That’s just swell. Along with all the other hardships divorce brings, people whose folks split during their childhood are more likely to have raised levels of a worrisome inflammatory marker in their blood.

The discovery comes from researchers at University College London, England, who analyzed data from nearly 7,500 people. (These subjects are all participants in England’s National Child Development study, an ongoing project that’s been tracking a large group since their birth in 1958.)

The findings, published in the journal Psychoneuroendocrinology: Kids who endured the divorce of their parents before age 16 had 16 percent higher levels of something called C-reactive protein in their blood at age 44. The protein is a marker of inflammation; long-term raised levels of it are a risk factor for coronary heart disease, type 2 diabetes and other nasties.

The protein level problem/parental split link held true even if a subject's parents had not been legally wed prior to their breakup.

So what’s the reason for this phenomenon? The authors tried to get to the bottom of it. Mainly, they say, children whose folks break up before they’re 16 have material disadvantages in adolescence and lower educational achievements by adulthood. It’s their diminished circumstances that seem to be to blame, though the specific mechanisms aren’t fully understood.

"Our study suggests that it is not parental divorce or separation, per se, which increases the risk of later inflammation but that it is other social disadvantages, such as how well the child does in education, which are triggered by having experienced parental divorce,” says Dr. Rebecca Lacey, Research Associate in the UCL Department of Epidemiology and Public Health and lead author of the study.

Does that mean unhappy couples should stay together for the sake of the children? No one’s saying that—but the study does suggest how important it is to give extra support to families going through separation and divorce.

• _Data extracts_:
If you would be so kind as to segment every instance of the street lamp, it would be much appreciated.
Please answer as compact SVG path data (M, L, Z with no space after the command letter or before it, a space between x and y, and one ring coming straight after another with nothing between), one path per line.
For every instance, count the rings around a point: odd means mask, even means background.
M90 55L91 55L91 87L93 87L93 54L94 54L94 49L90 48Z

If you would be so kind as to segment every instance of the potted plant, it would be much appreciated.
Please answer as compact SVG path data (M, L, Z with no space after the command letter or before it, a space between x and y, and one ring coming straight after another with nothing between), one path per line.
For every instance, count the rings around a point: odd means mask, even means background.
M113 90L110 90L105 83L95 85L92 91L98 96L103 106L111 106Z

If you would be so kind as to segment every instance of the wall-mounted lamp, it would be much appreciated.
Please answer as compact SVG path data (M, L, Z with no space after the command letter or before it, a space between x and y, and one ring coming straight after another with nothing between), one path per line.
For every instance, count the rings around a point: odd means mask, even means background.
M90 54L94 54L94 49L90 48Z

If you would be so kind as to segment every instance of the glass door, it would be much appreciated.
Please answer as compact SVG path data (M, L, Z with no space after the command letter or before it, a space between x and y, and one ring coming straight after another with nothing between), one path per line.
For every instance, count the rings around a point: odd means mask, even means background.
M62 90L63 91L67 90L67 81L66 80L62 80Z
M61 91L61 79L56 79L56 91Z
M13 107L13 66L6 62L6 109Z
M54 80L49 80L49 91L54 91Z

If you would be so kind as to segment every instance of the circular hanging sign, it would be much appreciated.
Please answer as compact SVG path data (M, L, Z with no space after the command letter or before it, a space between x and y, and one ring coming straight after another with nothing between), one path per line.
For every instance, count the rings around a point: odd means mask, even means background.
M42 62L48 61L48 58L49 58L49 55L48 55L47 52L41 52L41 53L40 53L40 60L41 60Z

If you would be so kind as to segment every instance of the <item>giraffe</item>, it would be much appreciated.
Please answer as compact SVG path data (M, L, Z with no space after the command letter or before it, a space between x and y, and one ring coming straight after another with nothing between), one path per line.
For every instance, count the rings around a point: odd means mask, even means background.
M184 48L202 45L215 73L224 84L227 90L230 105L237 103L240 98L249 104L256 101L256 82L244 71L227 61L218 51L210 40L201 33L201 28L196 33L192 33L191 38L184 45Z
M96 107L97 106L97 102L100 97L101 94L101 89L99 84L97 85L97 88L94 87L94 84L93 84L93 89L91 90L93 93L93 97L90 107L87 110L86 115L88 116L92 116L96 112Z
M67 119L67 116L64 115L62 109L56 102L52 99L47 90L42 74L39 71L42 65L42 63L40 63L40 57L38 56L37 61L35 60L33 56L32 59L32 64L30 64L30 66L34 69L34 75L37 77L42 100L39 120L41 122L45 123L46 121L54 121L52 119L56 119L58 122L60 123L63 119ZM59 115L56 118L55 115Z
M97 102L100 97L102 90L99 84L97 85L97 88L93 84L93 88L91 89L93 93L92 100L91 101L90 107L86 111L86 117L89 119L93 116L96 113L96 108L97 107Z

• _Problems to work on_:
**A.** From the article on parental divorce and inflammation, quote the passage from "The discovery comes" up to and including "and other nasties.".
**B.** Name every institution, study, or publication that the article on parental divorce and inflammation mentions by name.

• _Problem solutions_:
**A.**
The discovery comes from researchers at University College London, England, who analyzed data from nearly 7,500 people. (These subjects are all participants in England’s National Child Development study, an ongoing project that’s been tracking a large group since their birth in 1958.)

The findings, published in the journal Psychoneuroendocrinology: Kids who endured the divorce of their parents before age 16 had 16 percent higher levels of something called C-reactive protein in their blood at age 44. The protein is a marker of inflammation; long-term raised levels of it are a risk factor for coronary heart disease, type 2 diabetes and other nasties.

**B.**
- University College London
- England's National Child Development study
- Psychoneuroendocrinology (the journal)
- UCL Department of Epidemiology and Public Health